=== Problem statement ===
Using the records provided below, locate and copy each line that contains the word "campion".

=== Data ===
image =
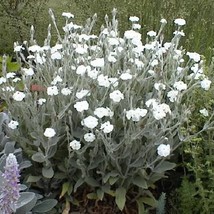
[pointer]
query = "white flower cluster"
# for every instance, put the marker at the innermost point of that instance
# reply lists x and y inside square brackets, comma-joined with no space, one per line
[103,82]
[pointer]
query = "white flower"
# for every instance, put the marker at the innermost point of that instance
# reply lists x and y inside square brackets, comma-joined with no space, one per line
[159,86]
[136,114]
[92,73]
[17,79]
[116,96]
[89,137]
[68,15]
[75,145]
[34,48]
[98,63]
[56,80]
[18,96]
[10,75]
[56,55]
[81,106]
[163,150]
[151,102]
[28,71]
[101,112]
[82,93]
[180,22]
[113,41]
[81,50]
[125,76]
[136,26]
[112,59]
[66,91]
[90,122]
[180,86]
[163,21]
[113,81]
[103,81]
[154,62]
[160,111]
[41,101]
[81,70]
[18,48]
[133,19]
[204,112]
[194,56]
[13,124]
[107,127]
[179,33]
[52,90]
[172,95]
[49,132]
[151,33]
[205,84]
[9,88]
[131,34]
[2,80]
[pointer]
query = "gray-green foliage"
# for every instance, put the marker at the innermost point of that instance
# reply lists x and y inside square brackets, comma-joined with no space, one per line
[17,16]
[161,204]
[127,157]
[28,201]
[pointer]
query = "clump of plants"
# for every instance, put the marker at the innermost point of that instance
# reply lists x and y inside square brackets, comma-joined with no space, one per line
[198,159]
[100,116]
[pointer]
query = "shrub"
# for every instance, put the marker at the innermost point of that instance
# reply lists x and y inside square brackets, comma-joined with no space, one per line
[103,113]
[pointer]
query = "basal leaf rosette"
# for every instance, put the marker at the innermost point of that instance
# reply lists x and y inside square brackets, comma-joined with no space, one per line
[112,106]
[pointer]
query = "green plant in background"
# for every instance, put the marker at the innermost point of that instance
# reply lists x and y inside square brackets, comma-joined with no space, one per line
[16,197]
[196,192]
[109,113]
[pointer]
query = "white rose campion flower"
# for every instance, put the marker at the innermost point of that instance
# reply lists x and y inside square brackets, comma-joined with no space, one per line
[90,122]
[81,106]
[92,73]
[136,114]
[163,150]
[180,85]
[52,90]
[107,127]
[194,56]
[98,63]
[204,112]
[205,84]
[18,96]
[3,80]
[89,137]
[41,101]
[10,75]
[133,19]
[160,111]
[75,145]
[49,132]
[82,93]
[116,96]
[56,80]
[125,76]
[28,71]
[101,112]
[180,22]
[172,95]
[151,33]
[13,124]
[103,81]
[159,86]
[66,91]
[68,15]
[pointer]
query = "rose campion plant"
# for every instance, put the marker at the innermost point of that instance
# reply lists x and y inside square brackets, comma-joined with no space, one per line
[113,109]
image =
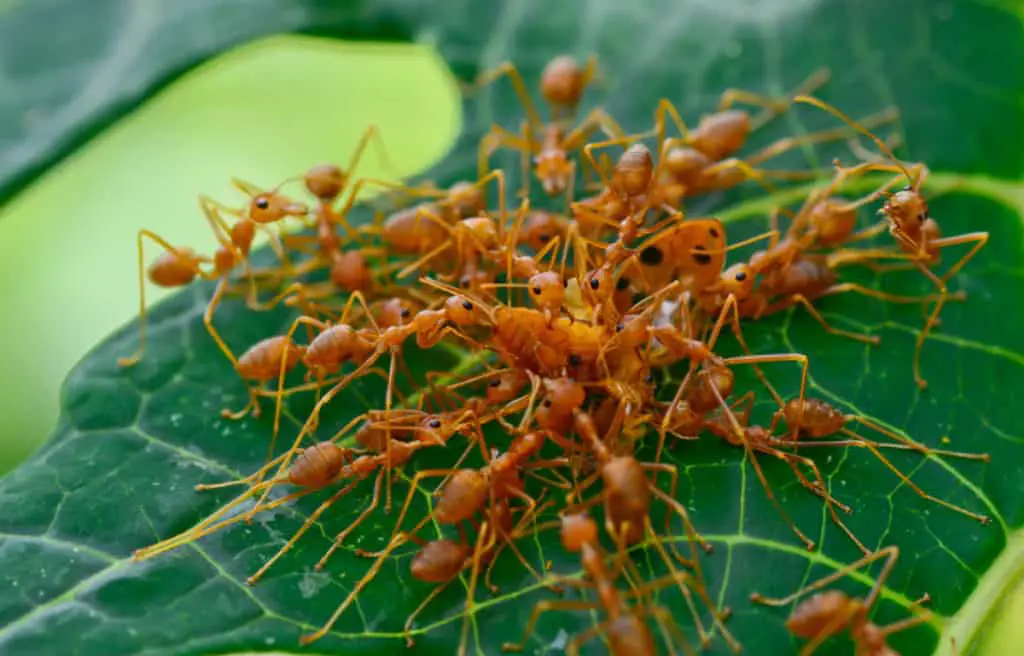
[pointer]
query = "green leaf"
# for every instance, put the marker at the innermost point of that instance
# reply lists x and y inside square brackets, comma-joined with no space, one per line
[119,473]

=== Solution for this exercise ===
query = "white rose campion flower"
query = "rose campion plant"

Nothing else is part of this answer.